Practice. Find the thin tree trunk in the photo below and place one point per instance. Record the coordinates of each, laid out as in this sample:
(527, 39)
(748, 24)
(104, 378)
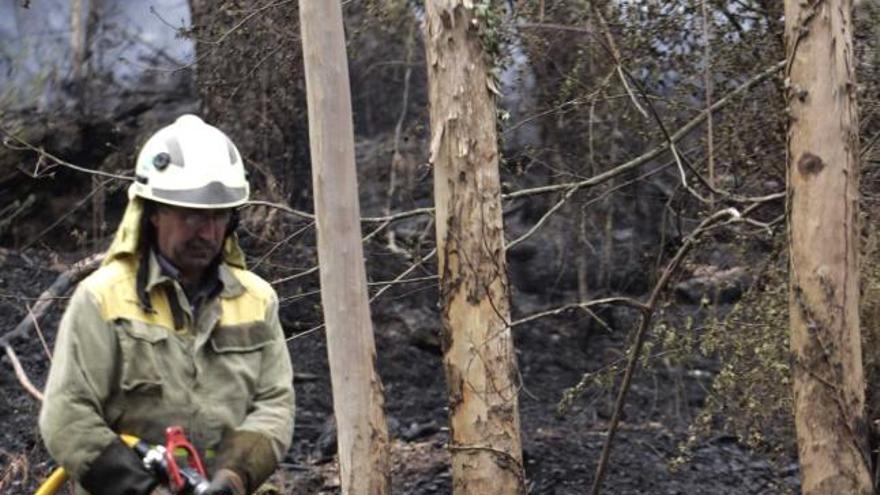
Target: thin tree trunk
(824, 253)
(358, 400)
(77, 41)
(478, 355)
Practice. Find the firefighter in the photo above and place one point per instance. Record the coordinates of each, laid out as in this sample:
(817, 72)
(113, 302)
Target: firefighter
(173, 330)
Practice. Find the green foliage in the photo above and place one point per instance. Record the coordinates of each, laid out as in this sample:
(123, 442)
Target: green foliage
(751, 393)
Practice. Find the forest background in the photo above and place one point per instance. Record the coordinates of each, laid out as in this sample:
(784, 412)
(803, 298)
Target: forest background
(610, 162)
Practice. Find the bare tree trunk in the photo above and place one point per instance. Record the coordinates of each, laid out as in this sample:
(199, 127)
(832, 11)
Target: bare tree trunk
(358, 400)
(478, 355)
(824, 254)
(77, 41)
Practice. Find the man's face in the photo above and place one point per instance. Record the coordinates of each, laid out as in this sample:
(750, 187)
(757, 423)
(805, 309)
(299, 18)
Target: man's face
(190, 238)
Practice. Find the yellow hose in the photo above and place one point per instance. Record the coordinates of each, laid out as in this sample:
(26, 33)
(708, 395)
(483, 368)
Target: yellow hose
(58, 477)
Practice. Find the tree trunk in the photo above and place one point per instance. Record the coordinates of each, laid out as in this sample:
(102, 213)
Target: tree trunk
(478, 355)
(824, 253)
(358, 400)
(77, 42)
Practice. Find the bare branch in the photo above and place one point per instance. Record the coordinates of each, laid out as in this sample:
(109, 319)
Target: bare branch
(21, 375)
(43, 154)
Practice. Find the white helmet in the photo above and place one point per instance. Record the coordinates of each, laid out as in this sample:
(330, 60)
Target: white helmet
(192, 164)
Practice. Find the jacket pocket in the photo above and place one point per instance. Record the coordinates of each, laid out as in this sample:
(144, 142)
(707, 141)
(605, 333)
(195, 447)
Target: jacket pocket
(140, 344)
(237, 361)
(248, 337)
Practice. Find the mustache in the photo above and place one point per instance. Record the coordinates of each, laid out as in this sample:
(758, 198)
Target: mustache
(200, 245)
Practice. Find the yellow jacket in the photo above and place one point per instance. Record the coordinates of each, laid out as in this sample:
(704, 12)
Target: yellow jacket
(119, 369)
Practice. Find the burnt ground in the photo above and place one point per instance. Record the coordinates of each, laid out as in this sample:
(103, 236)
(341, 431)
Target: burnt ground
(561, 452)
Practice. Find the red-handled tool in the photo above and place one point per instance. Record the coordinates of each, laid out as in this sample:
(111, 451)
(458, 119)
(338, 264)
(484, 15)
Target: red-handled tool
(183, 477)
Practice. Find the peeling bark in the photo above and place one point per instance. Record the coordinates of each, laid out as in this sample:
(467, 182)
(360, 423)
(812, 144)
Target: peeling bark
(823, 216)
(478, 350)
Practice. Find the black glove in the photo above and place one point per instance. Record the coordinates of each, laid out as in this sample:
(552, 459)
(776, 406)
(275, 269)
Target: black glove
(247, 454)
(118, 471)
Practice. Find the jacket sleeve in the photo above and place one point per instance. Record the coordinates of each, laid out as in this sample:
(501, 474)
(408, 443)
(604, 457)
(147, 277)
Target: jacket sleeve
(71, 419)
(258, 445)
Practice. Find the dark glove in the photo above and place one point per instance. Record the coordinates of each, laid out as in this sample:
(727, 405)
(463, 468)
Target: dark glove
(247, 454)
(118, 471)
(225, 482)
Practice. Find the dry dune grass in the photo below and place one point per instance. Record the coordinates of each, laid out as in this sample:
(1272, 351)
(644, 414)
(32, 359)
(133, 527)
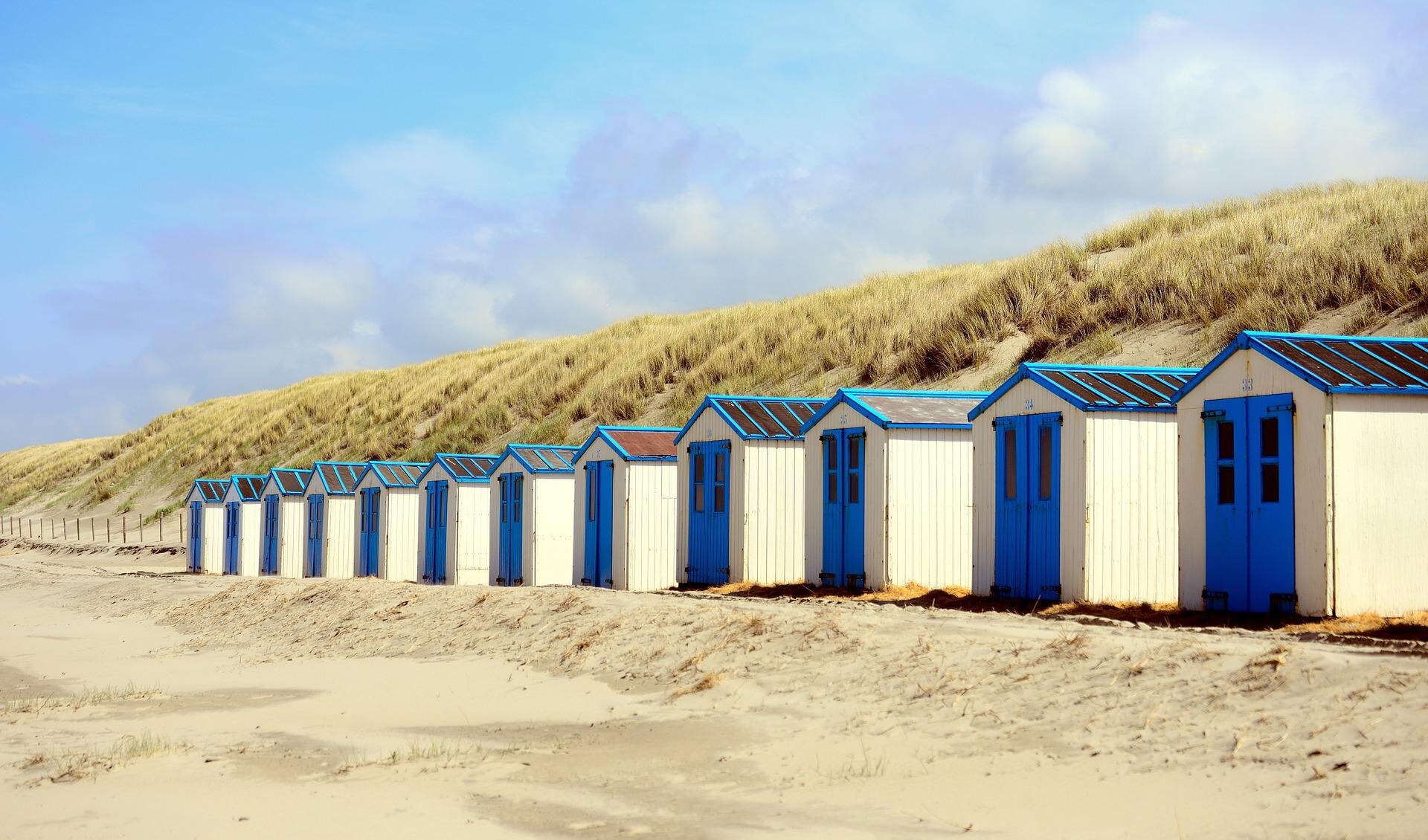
═══
→ **Required work**: Each line of the material is to be output exactly. Images are not part of the expected output.

→ **Output**:
Practice. Find the thin tree trunk in the photo below and place one point per instance. Record the coordinates of each, laid out as in this sample:
(527, 39)
(748, 24)
(104, 378)
Target: thin tree trunk
(824, 253)
(358, 400)
(77, 41)
(478, 355)
Practice. Find the firefighter in the photo above and place one point per instance. Record the coordinates of each, laid out as in this sample:
(817, 72)
(113, 302)
Target: firefighter
(173, 330)
Practice. Find the green foliage in the photo above and place one point per instance. Record the coordinates of each, laid out as in this sample:
(123, 442)
Target: green foliage
(751, 393)
Practice. Find the forest background in the photo above and place one point per instance. Record the coordinates of each, laid out as in this sample:
(784, 412)
(803, 298)
Target: forest background
(610, 162)
Practice. Find the bare tree trunk in the photo above and place one point per instance. Record the coordinates of each, laid out as in this sample:
(199, 127)
(832, 11)
Target: bare tree trunk
(358, 400)
(478, 355)
(824, 254)
(77, 41)
Practice. Find the man's face in the photo above and place one point per instance. Record the coordinates of each, laid out as in this sample:
(750, 187)
(757, 423)
(805, 309)
(299, 18)
Target: man's face
(190, 238)
Practice. Find the yellow hose in the photo above and place one point per instance. Record the coordinates of each, laid out as in this sample:
(26, 33)
(708, 395)
(483, 368)
Target: yellow hose
(58, 477)
Practice. Find the tree trunk in the photo above and place one point per instance. Record the coordinates of each, laid out as in this sample:
(102, 213)
Target: tree trunk
(478, 355)
(824, 253)
(358, 400)
(77, 42)
Practice. Find the bare branch in the photo above and place one point per instance. Record the coordinates of each, laid out as in this sample:
(109, 319)
Target: bare branch
(21, 375)
(43, 154)
Practice. Find the white helmet in the photo above and place one point per instance. Record the coordinates of each, laid out as in this sample:
(330, 60)
Target: white helmet
(192, 164)
Practice. Find the jacket pocket in the photo above and place one point per instance. Record the coordinates of each, laid out as in this sample:
(144, 142)
(707, 141)
(605, 333)
(195, 447)
Target: jacket pocket
(140, 344)
(237, 361)
(248, 337)
Practice. Find the mustache in the photo above and place one point per instance. Record the coordinates of each, laid out as in this sample:
(758, 198)
Target: mustache
(200, 245)
Practice. Find the yellow jacket in the photo above and place one point per instance. Record the coordinates of each, laid out as in this sample:
(704, 12)
Target: yellow jacket
(119, 369)
Practice. Find the burnt ground in the photo above and place one point per instance. Record the coordinates of each, laid out as in this sample:
(103, 236)
(341, 431)
Target: burnt ground
(561, 452)
Practice. Find the red-handled tool in the photo above and place one point per instance. Record the coordinates of each, laid out as in this sample:
(111, 451)
(458, 119)
(338, 264)
(484, 15)
Target: red-handled tool
(183, 477)
Practice. Find the peeling bark in the photo above and place one point per instance. Record the coordinates of each, laid out as in this sample:
(467, 182)
(360, 423)
(812, 144)
Target: peeling bark
(823, 216)
(478, 350)
Practice. Find the black glove in the photo above and place one point per instance. Record the coordinates of each, laid out as in this sample:
(552, 459)
(776, 406)
(275, 269)
Target: black glove
(247, 454)
(118, 471)
Practice. Find the jacket sleeve in the photo above and place one point per instance. Record the coordinates of each, laid out as in this sample:
(501, 474)
(408, 443)
(604, 457)
(147, 277)
Target: jacket sleeve
(71, 419)
(258, 445)
Practice. Find the dark glove in the photo above and place one point per instance. Record the coordinates of each, laid out as in this sample:
(727, 405)
(463, 468)
Target: dark glove
(247, 454)
(118, 471)
(225, 482)
Practice. Find the dry dune grass in the photo below and place one point per instance. Record the coordinates of each, laid out as in this sample:
(1272, 351)
(644, 414)
(32, 359)
(133, 527)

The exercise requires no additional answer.